### Some items
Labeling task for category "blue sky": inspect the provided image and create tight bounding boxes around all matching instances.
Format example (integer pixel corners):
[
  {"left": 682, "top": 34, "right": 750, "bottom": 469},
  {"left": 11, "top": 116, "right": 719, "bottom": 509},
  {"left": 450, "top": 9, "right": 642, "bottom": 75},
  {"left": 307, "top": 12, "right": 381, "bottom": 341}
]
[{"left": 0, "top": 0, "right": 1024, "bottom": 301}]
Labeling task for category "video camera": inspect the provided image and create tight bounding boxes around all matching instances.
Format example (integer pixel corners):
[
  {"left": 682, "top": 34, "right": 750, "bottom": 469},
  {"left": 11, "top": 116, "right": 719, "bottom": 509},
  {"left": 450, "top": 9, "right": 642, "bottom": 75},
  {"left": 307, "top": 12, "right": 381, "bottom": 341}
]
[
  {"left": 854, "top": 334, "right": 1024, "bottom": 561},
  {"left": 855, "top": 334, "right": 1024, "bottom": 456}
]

### STATED TASK
Find each line in the items that contains the word "matching" and copy those lines out.

### ANSWER TO THIS PROBLEM
Labeling task for category "blue sky": inspect the provided image and create tight bounding boxes around all matching instances.
Labeling task for category "video camera": inspect the provided image and create tight bounding boxes around all matching instances.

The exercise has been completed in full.